#### Records for the exercise:

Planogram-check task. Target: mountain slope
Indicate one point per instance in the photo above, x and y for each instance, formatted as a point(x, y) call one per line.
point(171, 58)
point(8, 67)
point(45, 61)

#### What you should do:
Once you reach the line that holds "Indicate one point", print it and every line after it through the end of the records, word for word.

#### Written answer:
Indicate one point per instance in the photo above, x and y for each instance, formatted as a point(x, y) call one per line.
point(171, 58)
point(8, 67)
point(45, 61)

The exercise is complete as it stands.